-- Begin PROVIDED TEXT --

Redacting Audit Reports and Investigation Files: Compliance
Compliance teams share audit reports, regulatory submissions, and investigation files with external bodies who have no right to see every word. This guide covers what to remove, why the process needs to be defensible, and the two very different things "SAR" can mean.
By RedactProof Editorial Team · 1 May 2026 · Updated 10 May 2026
This guide is educational. It is not legal or compliance advice. Verify regulatory requirements with your DPO, compliance counsel, or relevant regulator before acting.
A financial services firm in Manchester receives a written request from the FCA for internal audit reports covering a two-year period. The compliance team has three weeks. Some reports contain client identifiers, some contain details of employee conduct investigations, and one references a Suspicious Activity Report filed with the NCA. What stays in, what comes out, and how do you prove the process was defensible?
That scenario plays out in various forms across regulated sectors every year. This guide covers the redaction requirements that apply to the documents compliance teams handle most often: audit reports prepared for external review, regulatory submissions, internal investigation files, and financial Suspicious Activity Reports. It is focused on process and defensibility - the things compliance officers actually need to get right.
Two SARs, one acronym - understanding the difference
The word "SAR" appears in two completely different regulatory contexts, and confusing them is an easy mistake with real consequences.

-- End PROVIDED TEXT --

** GOALS **
a. In the compliance guide's Manchester scenario, how much time does the compliance team have?
b. Name the document types whose redaction requirements the compliance guide says it covers.
c. Using the compliance guide, explain why compliance teams must remove material from the documents they share.
The listing that comes after the compliance guide is separate material and unrelated to it.

-- Begin LISTED ENTRIES --

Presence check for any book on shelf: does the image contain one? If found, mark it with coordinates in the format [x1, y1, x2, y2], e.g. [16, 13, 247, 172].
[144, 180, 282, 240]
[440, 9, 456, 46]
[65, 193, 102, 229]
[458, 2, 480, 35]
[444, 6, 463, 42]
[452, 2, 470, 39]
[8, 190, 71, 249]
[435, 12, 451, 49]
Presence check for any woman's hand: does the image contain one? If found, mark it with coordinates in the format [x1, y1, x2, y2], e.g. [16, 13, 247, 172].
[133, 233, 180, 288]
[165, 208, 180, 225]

-- End LISTED ENTRIES --
-- Begin LISTED ENTRIES --

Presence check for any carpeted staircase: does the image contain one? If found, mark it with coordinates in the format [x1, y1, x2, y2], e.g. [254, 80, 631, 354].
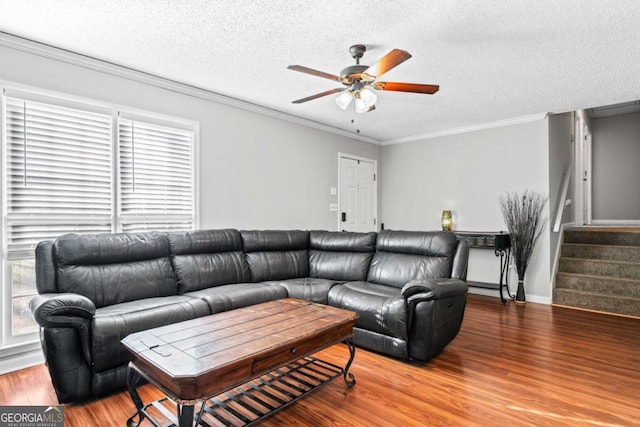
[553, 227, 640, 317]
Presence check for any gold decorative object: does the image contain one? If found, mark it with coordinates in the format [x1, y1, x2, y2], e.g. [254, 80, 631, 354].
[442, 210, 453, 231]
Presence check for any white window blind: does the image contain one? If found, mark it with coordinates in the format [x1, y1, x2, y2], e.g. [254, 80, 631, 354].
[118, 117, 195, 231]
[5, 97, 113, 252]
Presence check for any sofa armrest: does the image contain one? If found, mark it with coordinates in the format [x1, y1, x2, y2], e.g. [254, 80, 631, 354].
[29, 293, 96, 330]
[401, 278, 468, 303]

-- End LISTED ENTRIES --
-- Begin LISTED ENTRIES --

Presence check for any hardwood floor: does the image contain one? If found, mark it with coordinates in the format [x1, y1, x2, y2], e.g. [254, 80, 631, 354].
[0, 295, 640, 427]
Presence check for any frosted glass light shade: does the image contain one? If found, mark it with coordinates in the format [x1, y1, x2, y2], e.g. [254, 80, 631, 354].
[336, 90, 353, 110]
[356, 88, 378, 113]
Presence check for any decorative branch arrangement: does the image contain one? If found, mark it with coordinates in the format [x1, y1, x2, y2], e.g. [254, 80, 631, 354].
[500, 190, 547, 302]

-- End LISTED ENTRIES --

** ANSWERS IN ORDER **
a. Three weeks.

b. Audit reports prepared for external review, regulatory submissions, internal investigation files, and financial Suspicious Activity Reports.

c. Compliance teams share audit reports, regulatory submissions, and investigation files with external bodies. Those bodies have no right to see every word.